> _Given passage_:
[Begin]

The theme for the midseason finale of Empire is revenge. Revenge is in the air and it’s intoxicating. Not only does every character fall for it, even the ones that have no reason to, but you can’t help for breath it in either. There’s something very satisfying about seeing the Lyon family (finally) get revenge on the DuBois family. Of course, it’s over-the-top and unrealistic and problematic, but that’s when Empire shines brightest. In a lot of ways, I felt like this episode was a return to old form. There were some aspects of this episode that I could do without, but for the most part my wish list was fulfilled.
Let’s start with the bad. The Becky pregnancy plotline is meaningless. There is absolutely no reason we should be trying to explain to rationalize why we need to explore Becky having a baby or getting an abortion. She is such a side character that there is no chance that this will get the time it deserves for this to be a legitimate plot. It’s just a way for the show to dive into some messy territory when they have a slow weak, and that’s a crutch. It also doesn’t make sense why a career driven woman with no visible religious convictions in any aspect of her life would have any qualms with having an abortion while she still can. It’s kind of just drama for the sake of drama, a trap that Empire has fallen into a lot this season.

[End]

> _Given instruction 1_: In the Empire review, what is named as the theme of the midseason finale?
The listing that comes next has no connection to the review.

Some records
[Begin]

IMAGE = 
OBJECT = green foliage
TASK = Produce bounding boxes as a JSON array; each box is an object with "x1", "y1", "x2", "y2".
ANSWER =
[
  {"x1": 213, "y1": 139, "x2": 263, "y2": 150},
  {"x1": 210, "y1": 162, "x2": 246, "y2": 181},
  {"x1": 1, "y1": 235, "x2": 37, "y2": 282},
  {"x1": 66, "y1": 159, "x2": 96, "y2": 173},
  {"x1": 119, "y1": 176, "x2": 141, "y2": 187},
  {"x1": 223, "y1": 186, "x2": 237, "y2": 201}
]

[End]

> _Given instruction 2_: Reproduce every line of the listing, requests included, multiplying each box coordinate in the answers by 0.8 and rounding to whole numbers, with halves rounded up.

> _Final result 1_: Revenge.

> _Final result 2_:
IMAGE = 
OBJECT = green foliage
TASK = Produce bounding boxes as a JSON array; each box is an object with "x1", "y1", "x2", "y2".
ANSWER =
[
  {"x1": 170, "y1": 111, "x2": 210, "y2": 120},
  {"x1": 168, "y1": 130, "x2": 197, "y2": 145},
  {"x1": 1, "y1": 188, "x2": 30, "y2": 226},
  {"x1": 53, "y1": 127, "x2": 77, "y2": 138},
  {"x1": 95, "y1": 141, "x2": 113, "y2": 150},
  {"x1": 178, "y1": 149, "x2": 190, "y2": 161}
]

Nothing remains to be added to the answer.